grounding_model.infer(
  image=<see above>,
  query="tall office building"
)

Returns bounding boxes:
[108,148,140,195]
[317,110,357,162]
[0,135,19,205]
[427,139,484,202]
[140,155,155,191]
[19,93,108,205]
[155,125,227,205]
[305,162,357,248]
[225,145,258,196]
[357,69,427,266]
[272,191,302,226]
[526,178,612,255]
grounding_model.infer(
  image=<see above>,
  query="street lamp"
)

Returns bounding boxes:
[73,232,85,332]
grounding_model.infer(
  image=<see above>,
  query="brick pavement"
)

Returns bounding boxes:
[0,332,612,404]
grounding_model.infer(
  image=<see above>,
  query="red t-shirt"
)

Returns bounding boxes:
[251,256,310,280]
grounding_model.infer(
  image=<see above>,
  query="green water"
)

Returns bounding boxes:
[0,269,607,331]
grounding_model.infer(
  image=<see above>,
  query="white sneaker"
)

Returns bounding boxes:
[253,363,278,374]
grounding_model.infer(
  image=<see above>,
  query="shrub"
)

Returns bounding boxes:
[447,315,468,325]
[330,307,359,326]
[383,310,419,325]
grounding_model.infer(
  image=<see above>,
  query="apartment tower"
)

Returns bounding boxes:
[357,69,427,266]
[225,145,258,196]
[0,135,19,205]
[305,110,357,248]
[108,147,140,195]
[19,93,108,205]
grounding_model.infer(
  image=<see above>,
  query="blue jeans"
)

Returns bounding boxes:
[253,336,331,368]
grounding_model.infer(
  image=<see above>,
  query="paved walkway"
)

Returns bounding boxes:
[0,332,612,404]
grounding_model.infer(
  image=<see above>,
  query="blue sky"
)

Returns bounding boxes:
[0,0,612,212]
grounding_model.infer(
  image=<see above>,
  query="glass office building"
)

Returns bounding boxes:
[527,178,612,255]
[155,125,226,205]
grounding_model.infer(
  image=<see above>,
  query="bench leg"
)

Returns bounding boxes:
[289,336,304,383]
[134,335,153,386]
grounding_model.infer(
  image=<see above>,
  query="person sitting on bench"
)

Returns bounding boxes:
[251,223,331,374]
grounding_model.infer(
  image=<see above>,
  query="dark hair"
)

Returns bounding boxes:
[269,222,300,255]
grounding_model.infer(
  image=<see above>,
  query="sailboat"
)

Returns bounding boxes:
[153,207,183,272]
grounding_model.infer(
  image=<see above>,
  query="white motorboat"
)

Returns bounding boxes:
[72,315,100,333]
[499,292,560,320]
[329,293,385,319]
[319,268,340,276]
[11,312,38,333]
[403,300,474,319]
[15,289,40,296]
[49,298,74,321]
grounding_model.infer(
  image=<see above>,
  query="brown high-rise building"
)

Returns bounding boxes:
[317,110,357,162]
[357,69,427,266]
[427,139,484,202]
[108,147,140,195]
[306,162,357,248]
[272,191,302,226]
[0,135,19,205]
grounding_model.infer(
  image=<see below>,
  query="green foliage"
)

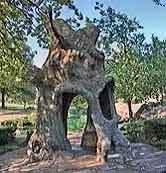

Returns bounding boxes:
[121,118,166,150]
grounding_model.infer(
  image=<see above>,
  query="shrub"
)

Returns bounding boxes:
[144,118,166,145]
[121,118,166,150]
[1,120,18,128]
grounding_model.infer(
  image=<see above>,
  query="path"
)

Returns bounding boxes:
[0,134,166,173]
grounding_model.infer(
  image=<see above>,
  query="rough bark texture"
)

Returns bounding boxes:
[27,14,130,162]
[1,89,5,109]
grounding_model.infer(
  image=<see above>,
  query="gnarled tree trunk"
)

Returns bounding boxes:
[28,10,133,161]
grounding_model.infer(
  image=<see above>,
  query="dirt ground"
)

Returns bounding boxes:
[0,103,141,122]
[0,133,166,173]
[0,103,166,173]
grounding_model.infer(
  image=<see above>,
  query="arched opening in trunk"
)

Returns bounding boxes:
[67,95,88,147]
[62,93,97,150]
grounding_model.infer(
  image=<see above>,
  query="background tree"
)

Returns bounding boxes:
[92,2,145,118]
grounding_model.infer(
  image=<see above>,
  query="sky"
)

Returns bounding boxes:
[28,0,166,67]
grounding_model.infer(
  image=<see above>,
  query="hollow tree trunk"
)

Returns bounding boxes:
[62,93,76,136]
[81,106,97,150]
[28,87,71,160]
[1,89,6,109]
[127,99,133,119]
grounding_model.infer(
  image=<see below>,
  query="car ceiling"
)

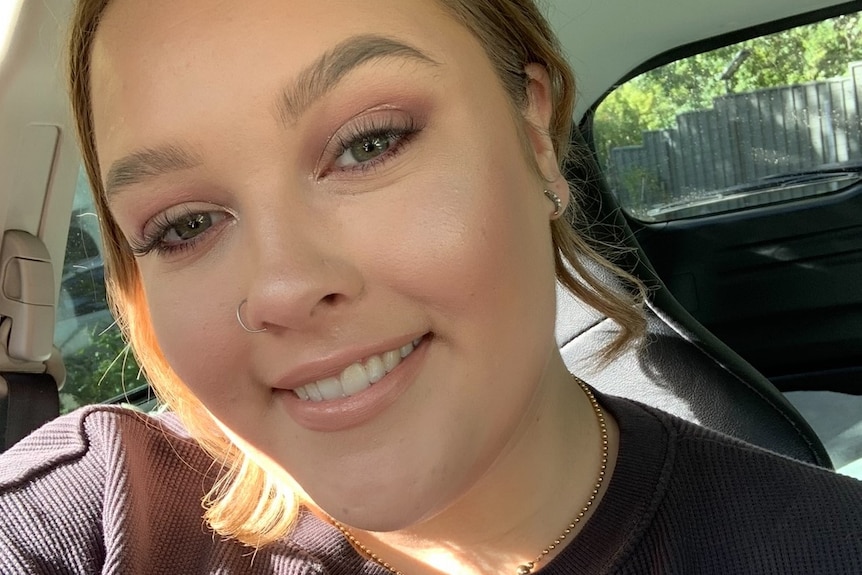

## Exercise description
Filter the records down to the lines that contain the string "office". Case counts.

## Answer
  query="tall office building"
  query="glass office building"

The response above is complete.